[Short task] Take the line that contains "For the evaluation set, tag each instance of the water slide" and every line after it in the material below, and quote them exactly.

[Given records]
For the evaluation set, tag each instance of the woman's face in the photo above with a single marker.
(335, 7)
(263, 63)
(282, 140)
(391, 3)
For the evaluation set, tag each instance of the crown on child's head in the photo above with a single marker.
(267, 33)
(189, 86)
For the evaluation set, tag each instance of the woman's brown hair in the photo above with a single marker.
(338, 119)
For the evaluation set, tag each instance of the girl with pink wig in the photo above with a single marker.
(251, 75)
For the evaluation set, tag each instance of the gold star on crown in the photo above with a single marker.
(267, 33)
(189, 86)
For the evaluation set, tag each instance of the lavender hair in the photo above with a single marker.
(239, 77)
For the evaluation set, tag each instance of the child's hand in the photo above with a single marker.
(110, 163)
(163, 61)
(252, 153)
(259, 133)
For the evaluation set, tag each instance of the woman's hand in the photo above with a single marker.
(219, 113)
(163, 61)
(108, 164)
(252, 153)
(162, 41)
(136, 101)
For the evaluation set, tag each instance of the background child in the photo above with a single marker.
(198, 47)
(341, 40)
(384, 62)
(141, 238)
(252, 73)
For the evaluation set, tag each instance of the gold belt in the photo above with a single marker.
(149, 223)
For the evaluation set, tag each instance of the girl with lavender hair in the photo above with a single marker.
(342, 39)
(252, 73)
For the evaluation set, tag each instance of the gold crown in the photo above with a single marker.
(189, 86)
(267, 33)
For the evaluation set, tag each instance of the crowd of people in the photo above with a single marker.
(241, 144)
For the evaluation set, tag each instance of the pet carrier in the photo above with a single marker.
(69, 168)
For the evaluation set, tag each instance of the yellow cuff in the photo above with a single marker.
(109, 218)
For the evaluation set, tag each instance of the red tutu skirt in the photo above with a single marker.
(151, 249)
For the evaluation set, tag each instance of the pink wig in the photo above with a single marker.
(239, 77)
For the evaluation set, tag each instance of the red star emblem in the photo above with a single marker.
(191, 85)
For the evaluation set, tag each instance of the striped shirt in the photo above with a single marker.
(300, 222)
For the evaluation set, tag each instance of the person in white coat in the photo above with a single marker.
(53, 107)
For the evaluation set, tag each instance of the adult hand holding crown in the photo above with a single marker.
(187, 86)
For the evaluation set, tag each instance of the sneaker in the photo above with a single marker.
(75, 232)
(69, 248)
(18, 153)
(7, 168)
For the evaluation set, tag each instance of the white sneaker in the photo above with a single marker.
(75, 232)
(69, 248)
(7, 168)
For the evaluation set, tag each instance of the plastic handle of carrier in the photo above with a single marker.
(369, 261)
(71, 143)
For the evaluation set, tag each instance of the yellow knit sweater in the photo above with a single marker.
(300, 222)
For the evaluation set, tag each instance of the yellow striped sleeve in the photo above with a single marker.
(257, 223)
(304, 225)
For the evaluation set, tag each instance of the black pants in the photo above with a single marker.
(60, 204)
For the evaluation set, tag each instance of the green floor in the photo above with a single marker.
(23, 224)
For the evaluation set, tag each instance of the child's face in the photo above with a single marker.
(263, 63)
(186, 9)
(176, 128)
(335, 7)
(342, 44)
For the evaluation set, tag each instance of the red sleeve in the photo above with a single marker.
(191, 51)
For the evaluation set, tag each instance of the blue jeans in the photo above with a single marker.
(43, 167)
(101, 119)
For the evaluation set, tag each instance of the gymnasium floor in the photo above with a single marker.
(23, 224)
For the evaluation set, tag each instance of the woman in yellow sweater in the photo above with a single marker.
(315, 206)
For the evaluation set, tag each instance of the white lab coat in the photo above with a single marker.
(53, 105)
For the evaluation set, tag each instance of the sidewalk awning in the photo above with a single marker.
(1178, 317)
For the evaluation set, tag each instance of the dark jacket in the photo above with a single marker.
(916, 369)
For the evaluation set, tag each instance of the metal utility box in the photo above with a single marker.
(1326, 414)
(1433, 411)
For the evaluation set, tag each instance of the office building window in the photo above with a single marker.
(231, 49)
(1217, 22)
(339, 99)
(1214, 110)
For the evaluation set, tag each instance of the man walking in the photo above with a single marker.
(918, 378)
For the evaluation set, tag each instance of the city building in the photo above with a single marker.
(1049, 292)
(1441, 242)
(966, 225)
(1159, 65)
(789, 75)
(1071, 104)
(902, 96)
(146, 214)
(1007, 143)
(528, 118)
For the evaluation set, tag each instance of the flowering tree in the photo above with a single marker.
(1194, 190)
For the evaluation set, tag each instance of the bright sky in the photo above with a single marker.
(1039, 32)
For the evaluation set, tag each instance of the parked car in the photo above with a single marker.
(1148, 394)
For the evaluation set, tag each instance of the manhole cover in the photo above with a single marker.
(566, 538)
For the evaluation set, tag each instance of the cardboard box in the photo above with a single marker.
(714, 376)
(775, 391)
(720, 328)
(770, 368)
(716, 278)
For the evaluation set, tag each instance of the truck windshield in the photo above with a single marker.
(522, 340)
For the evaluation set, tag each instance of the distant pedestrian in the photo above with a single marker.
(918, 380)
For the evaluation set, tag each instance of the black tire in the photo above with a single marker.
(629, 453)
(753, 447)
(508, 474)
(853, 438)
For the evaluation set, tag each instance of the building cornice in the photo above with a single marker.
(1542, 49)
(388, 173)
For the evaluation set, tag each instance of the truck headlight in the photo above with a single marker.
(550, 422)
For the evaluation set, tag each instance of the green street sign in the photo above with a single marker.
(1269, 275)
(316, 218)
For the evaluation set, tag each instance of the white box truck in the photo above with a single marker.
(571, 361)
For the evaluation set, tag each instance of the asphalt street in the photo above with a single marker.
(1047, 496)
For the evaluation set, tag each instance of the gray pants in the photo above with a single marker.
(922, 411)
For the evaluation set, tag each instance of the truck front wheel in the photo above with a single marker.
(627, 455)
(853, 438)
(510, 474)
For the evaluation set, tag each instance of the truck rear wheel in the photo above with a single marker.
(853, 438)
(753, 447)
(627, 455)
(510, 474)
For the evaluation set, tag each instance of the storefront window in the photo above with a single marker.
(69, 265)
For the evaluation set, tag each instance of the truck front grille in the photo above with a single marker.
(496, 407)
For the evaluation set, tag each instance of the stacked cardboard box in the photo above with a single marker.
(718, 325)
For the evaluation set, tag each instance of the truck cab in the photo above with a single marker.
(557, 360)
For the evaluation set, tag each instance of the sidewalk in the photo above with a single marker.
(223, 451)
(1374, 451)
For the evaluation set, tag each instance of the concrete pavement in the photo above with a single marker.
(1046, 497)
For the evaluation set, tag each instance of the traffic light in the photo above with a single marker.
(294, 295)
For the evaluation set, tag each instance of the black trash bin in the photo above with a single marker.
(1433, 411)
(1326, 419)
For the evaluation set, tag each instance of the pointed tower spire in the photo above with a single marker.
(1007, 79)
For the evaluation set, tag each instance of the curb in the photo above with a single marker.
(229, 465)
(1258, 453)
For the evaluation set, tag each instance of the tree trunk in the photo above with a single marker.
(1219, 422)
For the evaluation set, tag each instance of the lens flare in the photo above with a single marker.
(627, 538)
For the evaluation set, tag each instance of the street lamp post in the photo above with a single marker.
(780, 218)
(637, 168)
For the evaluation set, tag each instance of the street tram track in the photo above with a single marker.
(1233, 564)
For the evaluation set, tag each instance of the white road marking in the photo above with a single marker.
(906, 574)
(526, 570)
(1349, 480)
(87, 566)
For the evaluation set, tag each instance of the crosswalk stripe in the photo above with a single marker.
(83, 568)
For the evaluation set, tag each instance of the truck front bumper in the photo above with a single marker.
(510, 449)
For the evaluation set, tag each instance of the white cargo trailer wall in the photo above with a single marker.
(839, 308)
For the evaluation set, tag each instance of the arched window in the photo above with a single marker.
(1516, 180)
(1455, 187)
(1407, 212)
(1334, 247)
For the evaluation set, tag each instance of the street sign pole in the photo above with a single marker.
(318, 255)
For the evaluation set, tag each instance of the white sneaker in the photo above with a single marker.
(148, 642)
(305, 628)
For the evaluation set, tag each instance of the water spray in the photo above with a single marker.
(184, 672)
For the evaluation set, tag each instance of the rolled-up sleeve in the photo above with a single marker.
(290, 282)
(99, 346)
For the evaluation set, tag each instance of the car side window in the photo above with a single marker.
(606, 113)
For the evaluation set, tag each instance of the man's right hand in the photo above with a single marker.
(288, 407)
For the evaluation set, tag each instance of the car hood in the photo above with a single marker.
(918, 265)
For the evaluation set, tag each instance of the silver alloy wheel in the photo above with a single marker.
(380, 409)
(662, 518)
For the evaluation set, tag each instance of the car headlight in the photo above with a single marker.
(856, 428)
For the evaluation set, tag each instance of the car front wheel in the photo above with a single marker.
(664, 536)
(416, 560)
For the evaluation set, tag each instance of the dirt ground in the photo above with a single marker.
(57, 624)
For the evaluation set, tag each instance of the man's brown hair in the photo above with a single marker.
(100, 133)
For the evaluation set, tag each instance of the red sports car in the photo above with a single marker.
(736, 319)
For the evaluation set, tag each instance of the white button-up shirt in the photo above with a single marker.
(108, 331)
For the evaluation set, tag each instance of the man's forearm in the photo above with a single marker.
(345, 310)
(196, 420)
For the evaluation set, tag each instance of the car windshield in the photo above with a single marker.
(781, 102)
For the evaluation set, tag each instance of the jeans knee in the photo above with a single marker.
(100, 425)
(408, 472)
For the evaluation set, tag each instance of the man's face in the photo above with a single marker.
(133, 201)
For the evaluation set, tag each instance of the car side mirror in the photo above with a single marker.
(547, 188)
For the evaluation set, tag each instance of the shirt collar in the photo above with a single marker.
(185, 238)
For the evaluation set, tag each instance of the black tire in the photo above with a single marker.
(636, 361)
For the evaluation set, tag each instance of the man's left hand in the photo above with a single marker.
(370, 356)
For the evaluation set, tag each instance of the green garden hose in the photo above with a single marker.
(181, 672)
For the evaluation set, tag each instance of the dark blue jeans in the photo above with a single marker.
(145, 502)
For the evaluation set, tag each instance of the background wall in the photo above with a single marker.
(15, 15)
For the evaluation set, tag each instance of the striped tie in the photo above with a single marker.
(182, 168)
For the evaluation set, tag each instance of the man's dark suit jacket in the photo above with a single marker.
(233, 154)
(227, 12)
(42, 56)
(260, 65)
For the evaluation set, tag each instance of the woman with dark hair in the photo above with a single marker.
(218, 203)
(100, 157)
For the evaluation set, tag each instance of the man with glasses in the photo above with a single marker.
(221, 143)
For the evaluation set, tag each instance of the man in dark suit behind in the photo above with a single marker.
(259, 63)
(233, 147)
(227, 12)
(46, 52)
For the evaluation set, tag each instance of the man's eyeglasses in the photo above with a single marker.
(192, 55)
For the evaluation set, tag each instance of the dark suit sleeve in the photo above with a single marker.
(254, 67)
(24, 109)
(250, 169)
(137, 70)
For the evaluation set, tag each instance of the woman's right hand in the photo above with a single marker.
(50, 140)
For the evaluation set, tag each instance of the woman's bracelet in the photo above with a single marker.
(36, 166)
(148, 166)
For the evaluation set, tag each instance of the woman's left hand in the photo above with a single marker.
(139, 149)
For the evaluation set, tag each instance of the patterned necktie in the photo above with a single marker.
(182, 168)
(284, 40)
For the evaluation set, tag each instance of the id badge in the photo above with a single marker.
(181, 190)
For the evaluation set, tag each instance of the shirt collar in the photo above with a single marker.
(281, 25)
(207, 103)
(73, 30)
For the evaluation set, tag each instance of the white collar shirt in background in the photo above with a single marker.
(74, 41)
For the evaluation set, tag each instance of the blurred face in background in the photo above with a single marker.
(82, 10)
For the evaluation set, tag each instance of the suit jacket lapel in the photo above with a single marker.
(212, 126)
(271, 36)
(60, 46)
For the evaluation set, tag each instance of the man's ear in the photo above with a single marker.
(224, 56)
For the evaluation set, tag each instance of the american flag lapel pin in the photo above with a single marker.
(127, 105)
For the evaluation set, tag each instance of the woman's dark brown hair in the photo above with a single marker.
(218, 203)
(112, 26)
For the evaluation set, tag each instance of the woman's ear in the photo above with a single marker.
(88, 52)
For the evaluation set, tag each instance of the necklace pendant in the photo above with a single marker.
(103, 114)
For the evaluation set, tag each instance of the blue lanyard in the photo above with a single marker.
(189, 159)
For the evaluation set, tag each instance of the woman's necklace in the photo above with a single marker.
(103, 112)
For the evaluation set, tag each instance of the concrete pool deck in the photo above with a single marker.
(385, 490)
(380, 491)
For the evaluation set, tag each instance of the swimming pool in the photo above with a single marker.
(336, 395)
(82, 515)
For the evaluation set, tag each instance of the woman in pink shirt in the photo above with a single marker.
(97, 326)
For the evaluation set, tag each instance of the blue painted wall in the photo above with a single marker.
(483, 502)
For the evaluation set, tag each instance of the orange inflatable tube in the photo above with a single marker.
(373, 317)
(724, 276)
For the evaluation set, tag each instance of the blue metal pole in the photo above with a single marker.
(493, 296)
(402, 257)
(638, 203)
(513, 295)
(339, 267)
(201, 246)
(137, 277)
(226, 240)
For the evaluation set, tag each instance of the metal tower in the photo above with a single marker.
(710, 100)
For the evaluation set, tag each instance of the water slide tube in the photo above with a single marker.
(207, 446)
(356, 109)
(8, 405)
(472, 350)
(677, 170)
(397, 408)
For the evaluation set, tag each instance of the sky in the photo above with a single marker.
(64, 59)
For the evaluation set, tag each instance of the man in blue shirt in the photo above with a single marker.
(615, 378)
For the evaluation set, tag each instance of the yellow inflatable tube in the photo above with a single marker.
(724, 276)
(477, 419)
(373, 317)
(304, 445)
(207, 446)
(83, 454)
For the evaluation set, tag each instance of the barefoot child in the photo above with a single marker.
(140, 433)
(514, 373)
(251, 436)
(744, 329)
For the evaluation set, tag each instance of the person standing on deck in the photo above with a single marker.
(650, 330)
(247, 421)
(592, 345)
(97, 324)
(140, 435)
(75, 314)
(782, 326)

[Answer to the exercise]
For the evaluation set, tag each instance of the water slide tube in the photo above with a single marker.
(207, 446)
(356, 109)
(8, 405)
(472, 350)
(677, 170)
(397, 408)
For the evaluation set, tag each instance of the sky in the photo above with a single marker.
(64, 59)
For the evaluation set, tag each instance of the man in blue shirt in the photo above with a single marker.
(615, 378)
For the evaluation set, tag each instance of the yellow inflatable tube in the photo above with a single marker.
(724, 276)
(477, 419)
(373, 317)
(304, 445)
(207, 446)
(83, 454)
For the evaluation set, tag each instance of the barefoot child in the photo above with a single marker.
(140, 433)
(514, 373)
(251, 436)
(744, 329)
For the evaluation set, tag each instance of the person standing on deck in the photo above with a single marker.
(650, 330)
(247, 421)
(592, 345)
(97, 324)
(140, 435)
(75, 314)
(782, 326)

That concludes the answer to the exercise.